_WHAT THE EXERCISE ASKS_
Collect all lines containing the word "post" from the data.

Extracted data entries
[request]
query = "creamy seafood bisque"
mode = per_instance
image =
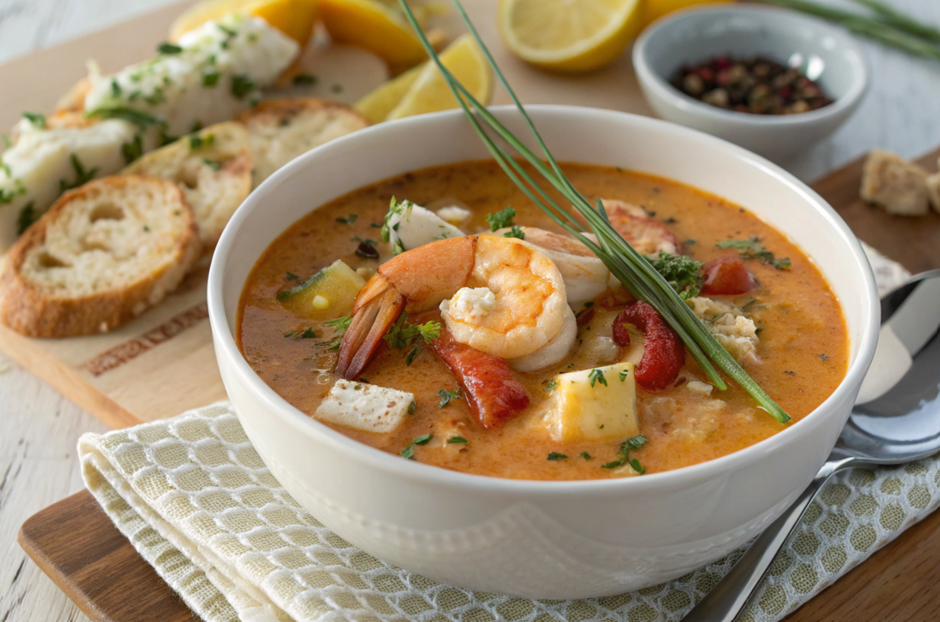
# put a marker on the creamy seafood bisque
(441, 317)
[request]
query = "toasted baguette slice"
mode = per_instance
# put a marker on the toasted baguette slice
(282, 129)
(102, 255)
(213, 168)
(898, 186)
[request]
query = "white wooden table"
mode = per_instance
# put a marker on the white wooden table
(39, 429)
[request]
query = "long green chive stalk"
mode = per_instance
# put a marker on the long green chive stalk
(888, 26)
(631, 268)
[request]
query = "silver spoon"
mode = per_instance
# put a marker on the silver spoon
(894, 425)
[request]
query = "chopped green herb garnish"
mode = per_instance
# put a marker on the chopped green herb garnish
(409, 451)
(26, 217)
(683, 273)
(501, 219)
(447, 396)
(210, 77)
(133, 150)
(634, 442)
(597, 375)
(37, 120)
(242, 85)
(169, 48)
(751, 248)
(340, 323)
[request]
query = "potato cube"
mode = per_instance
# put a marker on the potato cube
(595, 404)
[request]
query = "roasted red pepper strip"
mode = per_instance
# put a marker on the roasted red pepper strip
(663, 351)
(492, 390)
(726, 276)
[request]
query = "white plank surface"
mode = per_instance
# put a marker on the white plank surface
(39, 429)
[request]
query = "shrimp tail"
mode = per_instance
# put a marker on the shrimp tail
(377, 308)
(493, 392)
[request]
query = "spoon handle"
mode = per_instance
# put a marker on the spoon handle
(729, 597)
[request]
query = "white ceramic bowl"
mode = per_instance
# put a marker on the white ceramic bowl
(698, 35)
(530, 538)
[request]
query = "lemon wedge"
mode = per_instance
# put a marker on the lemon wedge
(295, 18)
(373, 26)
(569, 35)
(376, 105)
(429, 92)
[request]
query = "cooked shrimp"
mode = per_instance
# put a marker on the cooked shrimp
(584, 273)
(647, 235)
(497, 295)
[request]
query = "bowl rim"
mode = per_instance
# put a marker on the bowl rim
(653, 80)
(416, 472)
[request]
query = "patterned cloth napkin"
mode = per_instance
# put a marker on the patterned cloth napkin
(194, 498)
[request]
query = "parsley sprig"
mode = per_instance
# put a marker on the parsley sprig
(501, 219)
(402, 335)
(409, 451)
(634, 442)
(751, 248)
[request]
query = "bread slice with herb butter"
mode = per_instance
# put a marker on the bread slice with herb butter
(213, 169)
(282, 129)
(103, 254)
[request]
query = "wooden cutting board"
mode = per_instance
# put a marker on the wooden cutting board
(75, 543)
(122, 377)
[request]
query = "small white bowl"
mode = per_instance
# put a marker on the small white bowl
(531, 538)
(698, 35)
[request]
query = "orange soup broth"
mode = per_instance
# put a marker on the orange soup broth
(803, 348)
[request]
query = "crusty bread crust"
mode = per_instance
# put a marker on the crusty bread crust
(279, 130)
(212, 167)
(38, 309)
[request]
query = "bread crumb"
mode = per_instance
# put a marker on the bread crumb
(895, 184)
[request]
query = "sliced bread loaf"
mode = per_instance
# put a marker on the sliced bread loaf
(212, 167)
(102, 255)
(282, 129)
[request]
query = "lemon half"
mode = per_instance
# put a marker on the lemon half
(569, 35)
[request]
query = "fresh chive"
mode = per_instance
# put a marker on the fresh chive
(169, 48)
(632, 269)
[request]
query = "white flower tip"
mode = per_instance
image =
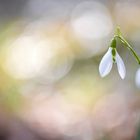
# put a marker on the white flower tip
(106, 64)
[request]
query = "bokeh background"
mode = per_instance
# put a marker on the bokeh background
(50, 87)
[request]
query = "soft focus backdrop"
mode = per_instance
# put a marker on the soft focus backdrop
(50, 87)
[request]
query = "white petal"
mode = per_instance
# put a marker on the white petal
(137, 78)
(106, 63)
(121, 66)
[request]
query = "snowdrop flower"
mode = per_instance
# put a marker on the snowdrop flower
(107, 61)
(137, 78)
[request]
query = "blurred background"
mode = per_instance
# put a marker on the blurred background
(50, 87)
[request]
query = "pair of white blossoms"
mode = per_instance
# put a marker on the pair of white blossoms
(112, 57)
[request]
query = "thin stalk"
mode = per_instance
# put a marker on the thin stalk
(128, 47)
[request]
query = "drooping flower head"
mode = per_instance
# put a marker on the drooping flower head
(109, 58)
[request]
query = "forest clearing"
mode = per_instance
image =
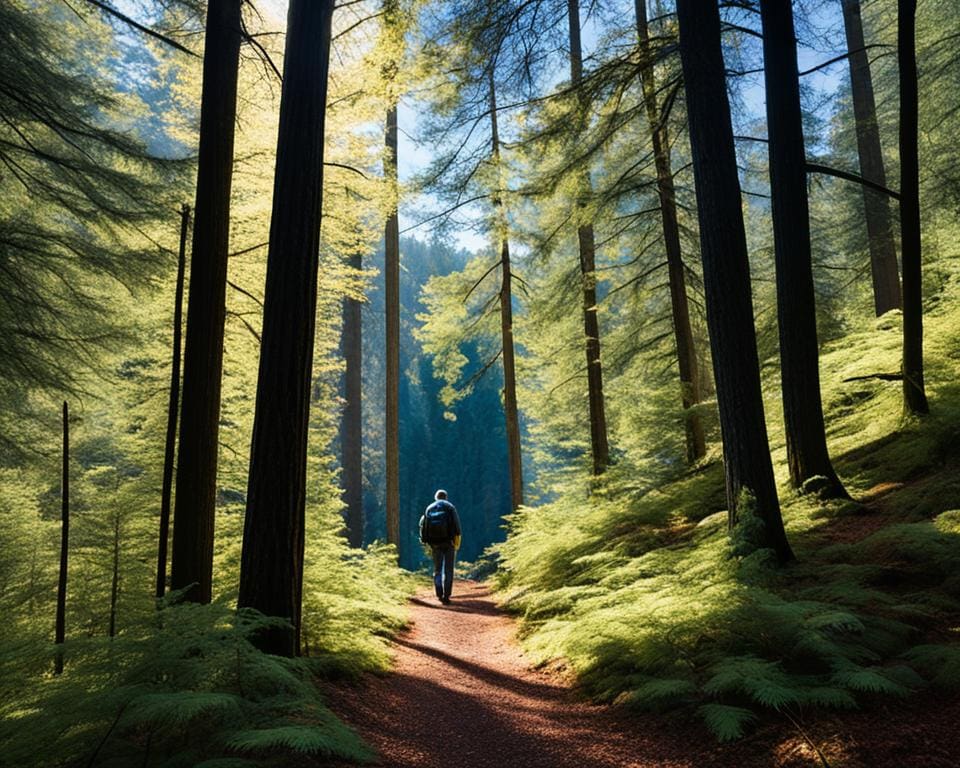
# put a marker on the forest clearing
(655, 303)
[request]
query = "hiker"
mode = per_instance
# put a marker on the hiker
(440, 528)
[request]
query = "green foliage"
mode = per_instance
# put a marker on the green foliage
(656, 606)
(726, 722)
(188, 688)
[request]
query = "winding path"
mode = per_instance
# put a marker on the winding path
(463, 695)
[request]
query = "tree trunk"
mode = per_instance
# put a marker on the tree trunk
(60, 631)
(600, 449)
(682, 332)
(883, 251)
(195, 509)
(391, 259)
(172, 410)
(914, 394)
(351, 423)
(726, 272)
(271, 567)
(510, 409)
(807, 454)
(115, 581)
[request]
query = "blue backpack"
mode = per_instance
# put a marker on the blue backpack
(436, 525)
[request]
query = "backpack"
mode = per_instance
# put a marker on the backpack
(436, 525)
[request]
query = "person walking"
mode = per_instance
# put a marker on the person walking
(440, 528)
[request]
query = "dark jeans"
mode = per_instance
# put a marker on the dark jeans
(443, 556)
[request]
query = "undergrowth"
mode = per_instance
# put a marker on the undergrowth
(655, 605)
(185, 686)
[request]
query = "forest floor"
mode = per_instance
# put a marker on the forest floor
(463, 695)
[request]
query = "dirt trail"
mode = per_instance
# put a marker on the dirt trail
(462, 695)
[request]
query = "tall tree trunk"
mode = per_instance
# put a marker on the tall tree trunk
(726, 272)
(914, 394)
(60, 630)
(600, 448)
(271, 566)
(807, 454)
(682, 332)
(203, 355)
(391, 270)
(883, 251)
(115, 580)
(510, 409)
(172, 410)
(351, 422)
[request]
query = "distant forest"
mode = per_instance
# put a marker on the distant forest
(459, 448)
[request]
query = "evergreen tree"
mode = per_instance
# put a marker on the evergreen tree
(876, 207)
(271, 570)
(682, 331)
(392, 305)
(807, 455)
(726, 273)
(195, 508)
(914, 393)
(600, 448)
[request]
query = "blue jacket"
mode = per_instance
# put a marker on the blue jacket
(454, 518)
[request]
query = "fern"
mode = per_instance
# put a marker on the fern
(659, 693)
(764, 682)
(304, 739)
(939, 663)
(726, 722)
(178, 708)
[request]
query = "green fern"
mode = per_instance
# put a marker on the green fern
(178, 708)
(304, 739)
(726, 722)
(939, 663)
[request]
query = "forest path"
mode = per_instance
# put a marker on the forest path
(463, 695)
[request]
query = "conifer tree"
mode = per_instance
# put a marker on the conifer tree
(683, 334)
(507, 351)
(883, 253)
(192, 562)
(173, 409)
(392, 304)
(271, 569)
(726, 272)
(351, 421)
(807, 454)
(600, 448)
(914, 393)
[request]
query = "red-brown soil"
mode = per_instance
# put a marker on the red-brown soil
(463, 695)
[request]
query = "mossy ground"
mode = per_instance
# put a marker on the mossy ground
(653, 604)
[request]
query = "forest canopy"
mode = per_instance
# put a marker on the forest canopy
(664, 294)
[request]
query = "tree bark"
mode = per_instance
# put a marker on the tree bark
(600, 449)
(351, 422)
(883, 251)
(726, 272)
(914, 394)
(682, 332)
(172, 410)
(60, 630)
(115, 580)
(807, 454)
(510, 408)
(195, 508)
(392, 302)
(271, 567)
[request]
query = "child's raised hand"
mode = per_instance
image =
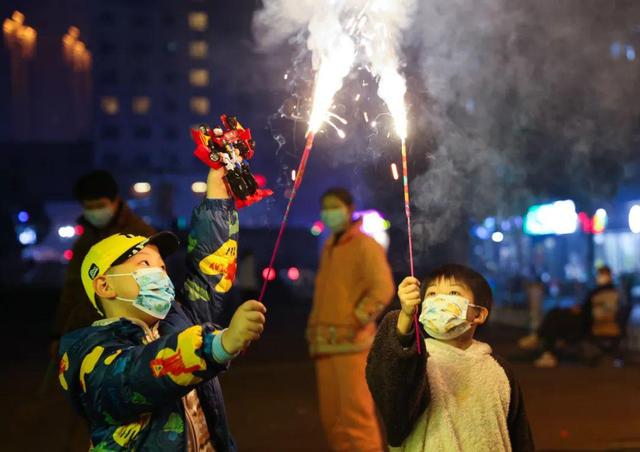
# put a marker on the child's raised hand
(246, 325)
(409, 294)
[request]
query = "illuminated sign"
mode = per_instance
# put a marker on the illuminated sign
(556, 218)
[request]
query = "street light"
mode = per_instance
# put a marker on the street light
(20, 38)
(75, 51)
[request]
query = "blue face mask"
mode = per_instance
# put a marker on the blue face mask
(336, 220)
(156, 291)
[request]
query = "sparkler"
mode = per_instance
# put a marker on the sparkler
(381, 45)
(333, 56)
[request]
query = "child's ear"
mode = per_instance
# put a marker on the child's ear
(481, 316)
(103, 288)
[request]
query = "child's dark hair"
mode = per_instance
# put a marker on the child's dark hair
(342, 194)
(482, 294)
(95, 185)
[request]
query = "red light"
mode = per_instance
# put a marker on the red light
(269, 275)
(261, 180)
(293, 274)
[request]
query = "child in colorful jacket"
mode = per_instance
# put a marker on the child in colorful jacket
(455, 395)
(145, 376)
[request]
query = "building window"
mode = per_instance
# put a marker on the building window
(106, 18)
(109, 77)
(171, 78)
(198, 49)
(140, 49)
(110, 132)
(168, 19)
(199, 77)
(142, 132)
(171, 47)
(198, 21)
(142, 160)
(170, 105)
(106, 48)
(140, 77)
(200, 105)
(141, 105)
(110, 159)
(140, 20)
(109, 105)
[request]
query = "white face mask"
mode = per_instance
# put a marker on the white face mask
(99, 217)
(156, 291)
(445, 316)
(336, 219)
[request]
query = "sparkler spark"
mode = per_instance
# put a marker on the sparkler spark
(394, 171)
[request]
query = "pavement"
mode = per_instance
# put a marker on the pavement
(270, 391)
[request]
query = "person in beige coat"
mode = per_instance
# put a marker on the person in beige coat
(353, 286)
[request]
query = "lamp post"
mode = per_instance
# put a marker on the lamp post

_WRITTEN SOLUTION_
query = "lamp post"
# put a marker on the lamp post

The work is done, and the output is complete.